■ TASK INSTRUCTIONS ■
Write out the listing below word for word, starting with its first line and going on through the line containing "column 652, row 183".

[Start MATERIAL]

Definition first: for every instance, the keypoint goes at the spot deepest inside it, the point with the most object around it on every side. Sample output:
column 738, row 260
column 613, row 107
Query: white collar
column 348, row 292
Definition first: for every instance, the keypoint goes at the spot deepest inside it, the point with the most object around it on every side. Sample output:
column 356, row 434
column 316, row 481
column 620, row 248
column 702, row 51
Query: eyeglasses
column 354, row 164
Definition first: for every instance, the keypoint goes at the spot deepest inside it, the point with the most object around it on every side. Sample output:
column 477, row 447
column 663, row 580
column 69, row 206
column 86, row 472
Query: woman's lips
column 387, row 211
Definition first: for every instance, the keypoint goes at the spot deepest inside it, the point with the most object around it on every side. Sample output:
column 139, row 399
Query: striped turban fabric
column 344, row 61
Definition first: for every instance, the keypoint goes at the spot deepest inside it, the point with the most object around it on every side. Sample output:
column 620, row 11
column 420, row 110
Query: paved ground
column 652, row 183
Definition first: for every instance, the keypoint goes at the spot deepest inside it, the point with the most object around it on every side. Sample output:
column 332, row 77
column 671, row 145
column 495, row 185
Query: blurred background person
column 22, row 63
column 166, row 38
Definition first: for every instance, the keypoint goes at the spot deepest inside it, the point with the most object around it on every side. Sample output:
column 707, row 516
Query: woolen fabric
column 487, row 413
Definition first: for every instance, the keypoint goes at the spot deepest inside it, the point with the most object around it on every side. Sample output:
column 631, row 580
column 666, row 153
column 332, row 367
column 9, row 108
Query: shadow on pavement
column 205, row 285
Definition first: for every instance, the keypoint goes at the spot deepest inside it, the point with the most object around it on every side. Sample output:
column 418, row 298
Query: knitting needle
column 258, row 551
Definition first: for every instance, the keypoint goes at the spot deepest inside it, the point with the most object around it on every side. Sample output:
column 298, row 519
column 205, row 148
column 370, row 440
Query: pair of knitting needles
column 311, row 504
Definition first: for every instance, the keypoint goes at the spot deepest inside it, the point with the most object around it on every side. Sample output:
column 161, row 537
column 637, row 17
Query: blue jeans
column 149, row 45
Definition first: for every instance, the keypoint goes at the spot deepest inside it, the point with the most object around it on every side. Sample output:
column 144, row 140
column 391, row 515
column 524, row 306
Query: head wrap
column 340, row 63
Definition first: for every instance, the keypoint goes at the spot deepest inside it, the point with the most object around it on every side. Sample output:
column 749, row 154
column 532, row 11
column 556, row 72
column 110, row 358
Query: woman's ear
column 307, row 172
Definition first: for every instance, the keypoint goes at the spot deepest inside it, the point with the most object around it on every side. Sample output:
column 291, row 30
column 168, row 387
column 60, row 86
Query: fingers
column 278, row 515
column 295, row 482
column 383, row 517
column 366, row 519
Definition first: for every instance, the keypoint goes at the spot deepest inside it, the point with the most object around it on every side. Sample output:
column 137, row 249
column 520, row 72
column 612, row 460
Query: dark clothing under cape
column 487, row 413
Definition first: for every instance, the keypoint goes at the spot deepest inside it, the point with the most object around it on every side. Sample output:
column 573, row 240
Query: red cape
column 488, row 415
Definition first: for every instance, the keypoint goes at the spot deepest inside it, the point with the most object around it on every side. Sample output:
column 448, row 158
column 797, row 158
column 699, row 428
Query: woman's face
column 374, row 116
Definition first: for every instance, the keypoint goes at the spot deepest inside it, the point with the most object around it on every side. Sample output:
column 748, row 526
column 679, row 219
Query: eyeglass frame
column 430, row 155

[End MATERIAL]

■ TASK SOLUTION ■
Definition first: for every instance, the keypoint goes at the spot deepest inside it, the point with the most object around it on every side. Sample output:
column 738, row 260
column 613, row 107
Query: white collar
column 348, row 292
Definition first: for every instance, the keypoint goes at the spot deepest inside it, the point with the most object around it on every side. Sample output:
column 356, row 434
column 316, row 481
column 620, row 248
column 702, row 51
Query: eyeglasses
column 354, row 164
Definition first: for every instance, the keypoint goes at the spot deepest inside it, the point with the most object around it on every side. Sample output:
column 477, row 447
column 663, row 580
column 69, row 206
column 86, row 472
Query: woman's lips
column 387, row 211
Definition first: for every instance, the keypoint goes at the spot deepest inside it, the point with the most object around it on every side. Sample output:
column 139, row 399
Query: striped turban fabric
column 344, row 61
Definition first: for every instance, the keypoint goes at the spot deepest inside it, the point with the most object around it on every side. Sample output:
column 620, row 11
column 420, row 110
Query: paved ground
column 652, row 183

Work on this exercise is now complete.